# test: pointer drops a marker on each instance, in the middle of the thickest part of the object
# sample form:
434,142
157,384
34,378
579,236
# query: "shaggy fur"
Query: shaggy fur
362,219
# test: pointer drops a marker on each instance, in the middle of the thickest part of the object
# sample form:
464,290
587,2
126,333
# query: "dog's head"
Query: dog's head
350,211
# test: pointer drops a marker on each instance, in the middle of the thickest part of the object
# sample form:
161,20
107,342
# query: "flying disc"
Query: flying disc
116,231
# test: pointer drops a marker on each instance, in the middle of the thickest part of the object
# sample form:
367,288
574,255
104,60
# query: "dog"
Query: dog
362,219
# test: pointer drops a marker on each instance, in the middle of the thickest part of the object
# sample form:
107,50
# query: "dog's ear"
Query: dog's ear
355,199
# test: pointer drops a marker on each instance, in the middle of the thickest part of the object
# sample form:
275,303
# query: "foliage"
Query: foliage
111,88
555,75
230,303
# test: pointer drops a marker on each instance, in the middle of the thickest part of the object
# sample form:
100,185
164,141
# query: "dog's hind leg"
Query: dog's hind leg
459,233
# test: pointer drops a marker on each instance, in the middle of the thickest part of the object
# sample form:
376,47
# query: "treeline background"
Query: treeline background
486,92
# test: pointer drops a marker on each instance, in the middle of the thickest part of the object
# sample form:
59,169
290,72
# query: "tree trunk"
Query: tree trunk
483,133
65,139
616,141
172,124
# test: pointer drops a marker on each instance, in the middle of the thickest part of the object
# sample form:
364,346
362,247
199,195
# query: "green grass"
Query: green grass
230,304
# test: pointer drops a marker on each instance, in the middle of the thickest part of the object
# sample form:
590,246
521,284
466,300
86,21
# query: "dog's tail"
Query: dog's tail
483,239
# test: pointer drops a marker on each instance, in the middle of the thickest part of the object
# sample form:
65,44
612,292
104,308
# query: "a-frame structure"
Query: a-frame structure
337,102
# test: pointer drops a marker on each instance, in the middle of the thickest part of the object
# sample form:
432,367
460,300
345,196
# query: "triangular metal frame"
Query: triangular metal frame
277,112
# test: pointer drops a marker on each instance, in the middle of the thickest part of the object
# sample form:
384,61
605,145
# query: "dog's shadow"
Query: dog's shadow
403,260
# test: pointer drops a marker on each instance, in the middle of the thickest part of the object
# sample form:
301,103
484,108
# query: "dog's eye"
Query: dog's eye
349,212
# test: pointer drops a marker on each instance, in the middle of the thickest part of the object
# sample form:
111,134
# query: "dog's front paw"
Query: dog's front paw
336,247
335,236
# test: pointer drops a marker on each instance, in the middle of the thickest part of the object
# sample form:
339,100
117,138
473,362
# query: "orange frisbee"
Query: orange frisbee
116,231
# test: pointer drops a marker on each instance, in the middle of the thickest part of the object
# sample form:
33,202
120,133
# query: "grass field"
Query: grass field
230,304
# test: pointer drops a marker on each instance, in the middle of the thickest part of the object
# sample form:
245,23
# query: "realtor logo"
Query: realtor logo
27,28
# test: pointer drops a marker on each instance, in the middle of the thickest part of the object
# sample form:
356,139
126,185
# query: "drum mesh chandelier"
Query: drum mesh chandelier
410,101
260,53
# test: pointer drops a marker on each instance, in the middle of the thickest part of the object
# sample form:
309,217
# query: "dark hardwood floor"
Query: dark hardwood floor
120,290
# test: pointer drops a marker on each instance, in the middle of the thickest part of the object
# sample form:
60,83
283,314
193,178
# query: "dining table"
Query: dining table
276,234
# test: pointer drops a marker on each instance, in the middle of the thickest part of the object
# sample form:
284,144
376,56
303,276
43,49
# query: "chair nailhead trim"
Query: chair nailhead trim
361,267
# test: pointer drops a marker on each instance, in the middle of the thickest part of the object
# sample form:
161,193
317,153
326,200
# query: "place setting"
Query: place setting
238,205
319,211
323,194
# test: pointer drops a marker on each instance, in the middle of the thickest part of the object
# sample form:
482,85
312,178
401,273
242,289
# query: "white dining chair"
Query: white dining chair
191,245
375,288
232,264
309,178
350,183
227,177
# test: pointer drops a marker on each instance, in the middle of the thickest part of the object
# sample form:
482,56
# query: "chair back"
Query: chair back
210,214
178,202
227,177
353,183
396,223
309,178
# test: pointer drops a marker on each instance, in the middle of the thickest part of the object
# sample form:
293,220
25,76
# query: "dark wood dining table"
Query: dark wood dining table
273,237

Given exercise.
Each line above must be printed exactly as it appears.

Worked answer.
# test: pointer drops a marker on each instance, in the middle of the thickest part of the object
# sample form:
434,142
157,384
34,378
579,236
# query: "shaggy fur"
Query: shaggy fur
362,219
# test: pointer drops a marker on each instance, in the middle of the thickest part of the object
# sample form:
464,290
587,2
126,333
# query: "dog's head"
Query: dog's head
350,211
# test: pointer drops a marker on each instance, in the middle of the thickest part of the object
# sample form:
161,20
107,342
# query: "flying disc"
Query: flying disc
116,231
# test: pointer drops a marker on each instance, in the middle of the thickest part of the object
# sample form:
367,288
574,255
104,60
# query: "dog"
Query: dog
362,219
# test: pointer drops a marker on each instance, in the middle of the thickest part of the object
# sample form:
107,50
# query: "dog's ear"
Query: dog's ear
355,199
# test: pointer drops a marker on each instance, in the middle of the thickest part of the object
# sample form:
275,303
# query: "foliage"
Query: foliage
111,88
555,75
230,303
# test: pointer drops a marker on each instance, in the middle of the thickest part of the object
# sample form:
100,185
164,141
# query: "dog's hind leg"
Query: dog's hind leg
459,233
# test: pointer drops a marker on each instance, in the middle of the thickest part of the object
# sample form:
376,47
# query: "treeline background"
Query: treeline background
486,92
# test: pointer drops a marker on each instance, in the middle of the thickest part of the object
# sample form:
59,169
290,72
# query: "tree trunk"
Query: tree trunk
483,133
65,139
616,141
172,124
# test: pointer drops a marker on each instance, in the middle of the thickest part of the object
# sample form:
364,346
362,247
199,195
# query: "green grass"
Query: green grass
230,304
# test: pointer drops a marker on each instance, in the middle of the thickest part of the object
# sample form:
590,246
521,284
466,300
86,21
# query: "dog's tail"
Query: dog's tail
483,239
# test: pointer drops a marker on each instance, in the middle of the thickest part of the object
# sample form:
65,44
612,292
104,308
# query: "a-frame structure"
Query: a-frame structure
337,102
# test: pointer drops a marker on each instance, in the middle of the thickest part of the object
# sample form:
432,367
460,300
345,196
# query: "triangular metal frame"
Query: triangular metal frame
277,112
# test: pointer drops a marker on each instance, in the middle of the thickest part of the object
# sample form:
384,61
605,145
# query: "dog's shadow"
Query: dog's shadow
403,260
# test: pointer drops a marker on each instance, in the middle of the thickest part of the object
# sample form:
301,103
484,108
# query: "dog's eye"
Query: dog's eye
349,212
# test: pointer drops a marker on each instance, in the middle of the thickest part of the object
# sample form:
111,134
# query: "dog's front paw"
Query: dog's front paw
336,247
335,236
# test: pointer drops a marker on each instance, in the middle of the thickest part of the object
# sample form:
339,100
117,138
473,362
# query: "orange frisbee"
Query: orange frisbee
116,231
# test: pointer drops a marker on each instance, in the middle of the thickest part of the object
# sample form:
33,202
120,133
# query: "grass field"
Query: grass field
230,304
# test: pointer drops a marker on each instance, in the middle of the thickest part of the object
# sample form:
245,23
# query: "realtor logo"
Query: realtor logo
27,28
# test: pointer drops a marker on each instance, in the middle of the thickest part of the object
# sample form:
356,139
126,185
# query: "drum mesh chandelier"
Query: drum mesh chandelier
410,101
260,53
# test: pointer drops a marker on each instance, in the middle of the thickest part of the object
# sample form:
309,217
# query: "dark hardwood floor"
Query: dark hardwood floor
120,290
# test: pointer drops a marker on each instance, in the middle of the thickest part of the object
# sample form:
60,83
283,314
193,178
# query: "dining table"
Query: dining table
276,234
# test: pointer drops a marker on each instance, in the middle of the thickest part of the object
# sample form:
284,144
376,56
303,276
43,49
# query: "chair nailhead trim"
Query: chair nailhead trim
361,267
# test: pointer drops a marker on each instance, in the middle of the thickest part of the object
# sample form:
161,193
317,153
326,200
# query: "place setting"
Query: place setting
238,205
319,211
323,194
# test: pointer drops a marker on each instance, in the middle of the thickest part of the object
# sample form:
482,85
312,178
401,273
242,289
# query: "white dining chair"
Query: white dining chair
191,245
375,288
232,264
309,178
350,183
227,177
# test: pointer drops a marker on each instance, in the middle of the thickest part of the object
# sample form:
482,56
# query: "chair back"
Query: chair back
210,214
178,202
227,177
353,183
396,223
309,178
# test: pointer drops a marker on each instance, in the middle of the thickest part of the object
# sample form:
293,220
25,76
# query: "dark wood dining table"
Query: dark wood dining table
273,237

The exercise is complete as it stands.